# Exercise data
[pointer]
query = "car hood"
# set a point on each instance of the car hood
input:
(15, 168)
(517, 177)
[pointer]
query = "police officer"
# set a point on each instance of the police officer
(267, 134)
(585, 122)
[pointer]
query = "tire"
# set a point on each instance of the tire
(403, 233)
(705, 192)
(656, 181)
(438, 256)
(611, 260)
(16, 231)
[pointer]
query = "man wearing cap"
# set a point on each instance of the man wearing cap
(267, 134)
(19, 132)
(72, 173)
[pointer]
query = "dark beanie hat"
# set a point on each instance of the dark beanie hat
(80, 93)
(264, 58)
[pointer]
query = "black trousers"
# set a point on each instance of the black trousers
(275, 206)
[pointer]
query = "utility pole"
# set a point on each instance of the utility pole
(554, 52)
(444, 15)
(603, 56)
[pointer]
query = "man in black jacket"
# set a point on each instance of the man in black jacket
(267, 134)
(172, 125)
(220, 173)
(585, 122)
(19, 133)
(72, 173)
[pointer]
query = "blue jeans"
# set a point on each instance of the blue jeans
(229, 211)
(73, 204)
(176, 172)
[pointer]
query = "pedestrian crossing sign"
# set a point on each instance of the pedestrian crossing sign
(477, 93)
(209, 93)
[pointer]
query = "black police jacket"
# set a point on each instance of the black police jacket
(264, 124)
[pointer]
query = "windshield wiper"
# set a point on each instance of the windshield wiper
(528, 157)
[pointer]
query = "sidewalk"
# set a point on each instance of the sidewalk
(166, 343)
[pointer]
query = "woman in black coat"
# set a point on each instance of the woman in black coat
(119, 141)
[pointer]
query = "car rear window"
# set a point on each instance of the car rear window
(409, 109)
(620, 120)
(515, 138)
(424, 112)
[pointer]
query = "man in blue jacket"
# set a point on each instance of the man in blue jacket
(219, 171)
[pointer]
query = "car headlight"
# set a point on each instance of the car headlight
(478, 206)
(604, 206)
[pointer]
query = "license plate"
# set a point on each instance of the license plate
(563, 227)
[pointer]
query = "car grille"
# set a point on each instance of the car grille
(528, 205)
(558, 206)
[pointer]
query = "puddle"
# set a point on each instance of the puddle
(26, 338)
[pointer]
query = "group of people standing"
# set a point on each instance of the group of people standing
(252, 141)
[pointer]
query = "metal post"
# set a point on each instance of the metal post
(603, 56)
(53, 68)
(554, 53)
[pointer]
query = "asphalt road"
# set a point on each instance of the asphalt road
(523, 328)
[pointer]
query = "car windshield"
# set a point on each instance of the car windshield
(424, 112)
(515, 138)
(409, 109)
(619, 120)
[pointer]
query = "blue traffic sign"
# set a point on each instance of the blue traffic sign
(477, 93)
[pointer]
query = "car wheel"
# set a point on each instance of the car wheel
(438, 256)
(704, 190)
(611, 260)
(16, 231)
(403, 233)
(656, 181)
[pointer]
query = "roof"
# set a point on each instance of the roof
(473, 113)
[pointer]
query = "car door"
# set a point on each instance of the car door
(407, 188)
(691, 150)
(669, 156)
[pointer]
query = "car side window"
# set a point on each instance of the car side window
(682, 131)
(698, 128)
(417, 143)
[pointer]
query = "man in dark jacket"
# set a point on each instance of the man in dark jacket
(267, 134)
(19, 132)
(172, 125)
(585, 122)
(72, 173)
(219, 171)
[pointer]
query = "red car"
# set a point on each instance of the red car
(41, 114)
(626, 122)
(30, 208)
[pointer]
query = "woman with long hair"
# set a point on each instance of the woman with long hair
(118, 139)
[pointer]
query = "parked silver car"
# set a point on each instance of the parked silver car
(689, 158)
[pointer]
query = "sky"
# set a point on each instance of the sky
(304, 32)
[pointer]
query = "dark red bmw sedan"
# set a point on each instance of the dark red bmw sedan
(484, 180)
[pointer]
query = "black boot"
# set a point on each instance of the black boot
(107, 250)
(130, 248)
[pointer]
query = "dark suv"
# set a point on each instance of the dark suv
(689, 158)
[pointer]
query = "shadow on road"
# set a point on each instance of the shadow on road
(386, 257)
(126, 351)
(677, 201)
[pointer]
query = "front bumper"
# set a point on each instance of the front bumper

# Problem description
Could you transcribe every entry exactly, without altering anything?

# Answer section
[pointer]
query = "car hood"
# set a point on each instance of the car hood
input:
(15, 168)
(517, 177)
[pointer]
query = "police officer"
# set a point on each instance of the police officer
(267, 134)
(585, 122)
[pointer]
query = "tire"
# set a point on each instance of the tire
(403, 233)
(705, 192)
(656, 181)
(438, 256)
(611, 260)
(16, 231)
[pointer]
query = "man wearing cap"
# set a point on each instance of the man wearing cap
(267, 134)
(19, 132)
(72, 173)
[pointer]
query = "dark beanie hat"
# set a point on each instance of the dark beanie hat
(80, 93)
(264, 58)
[pointer]
query = "black trousers"
# set a point on each instance of the black trousers
(275, 206)
[pointer]
query = "utility pole"
# set a point on each instance of the utility pole
(554, 52)
(444, 15)
(603, 56)
[pointer]
query = "man in black jacket"
# set a point on each instance of the man in black jacket
(267, 134)
(172, 125)
(220, 173)
(585, 122)
(19, 133)
(72, 173)
[pointer]
query = "blue jeans"
# set a point on each instance of the blue jeans
(229, 211)
(73, 204)
(176, 172)
[pointer]
query = "pedestrian crossing sign"
# set a point on each instance of the pedestrian crossing sign
(477, 93)
(209, 93)
[pointer]
query = "black police jacket"
# set a point on each instance of the black police jacket
(264, 124)
[pointer]
query = "windshield wiper"
# set a point on each instance of the windshield wiper
(528, 157)
[pointer]
query = "sidewalk"
# set a point on each instance of the sidewalk
(166, 343)
[pointer]
query = "woman in black coat"
# set a point on each instance of the woman in black coat
(119, 141)
[pointer]
query = "car rear window"
# set a point on each instance of the car rear window
(409, 109)
(620, 120)
(515, 138)
(424, 112)
[pointer]
query = "man in blue jacket"
# set a point on each instance of the man in blue jacket
(219, 171)
[pointer]
query = "car headlight"
# set a point on each instance of the car headlight
(478, 206)
(604, 206)
[pointer]
query = "license plate"
# set a point on each instance of the license plate
(563, 227)
[pointer]
query = "car grille"
# set a point on each instance of the car grille
(528, 205)
(558, 206)
[pointer]
query = "puddle"
# set a point on each instance of the puddle
(26, 338)
[pointer]
query = "group of people standing"
# set a point on each instance of the group of people standing
(252, 141)
[pointer]
query = "metal post"
# set a point on each instance of the metal post
(603, 56)
(53, 68)
(554, 53)
[pointer]
query = "asphalt road"
# set a point on each instance of the asphalt road
(523, 328)
[pointer]
query = "car windshield"
# set a point on each instance of the car windshield
(424, 112)
(515, 138)
(409, 109)
(619, 120)
[pointer]
query = "blue traffic sign"
# set a point on each instance of the blue traffic sign
(477, 93)
[pointer]
query = "car wheel"
# set a point on each instance of the car wheel
(438, 256)
(704, 190)
(611, 260)
(16, 231)
(403, 233)
(656, 181)
[pointer]
query = "roof"
# set a point on each instance of the roof
(473, 113)
[pointer]
query = "car door"
# set a point on each instance of the car door
(407, 188)
(691, 150)
(669, 156)
[pointer]
query = "car side window"
# set a point on each instance of the car side window
(682, 131)
(698, 128)
(417, 143)
[pointer]
query = "man in dark jacket"
# set a point on each instance of the man in dark jacket
(267, 134)
(19, 132)
(172, 125)
(585, 122)
(72, 173)
(219, 171)
[pointer]
query = "red car"
# set a point on each instance of the red car
(41, 114)
(626, 122)
(30, 208)
[pointer]
query = "woman with long hair"
# set a point on each instance of the woman with long hair
(118, 139)
[pointer]
query = "parked silver car"
# set a point on each instance of the parked silver car
(689, 158)
[pointer]
query = "sky"
# set a point on each instance of the sky
(304, 32)
[pointer]
query = "dark red bmw sedan"
# set a point on each instance of the dark red bmw sedan
(484, 180)
[pointer]
query = "black boot"
# set a point on each instance of the black boot
(107, 250)
(130, 248)
[pointer]
query = "dark suv"
# set a point on each instance of the dark suv
(689, 158)
[pointer]
query = "shadow on road"
# set a point on each instance of the shadow on road
(386, 257)
(126, 351)
(677, 201)
[pointer]
query = "front bumper"
# set a point on each instance of the front bumper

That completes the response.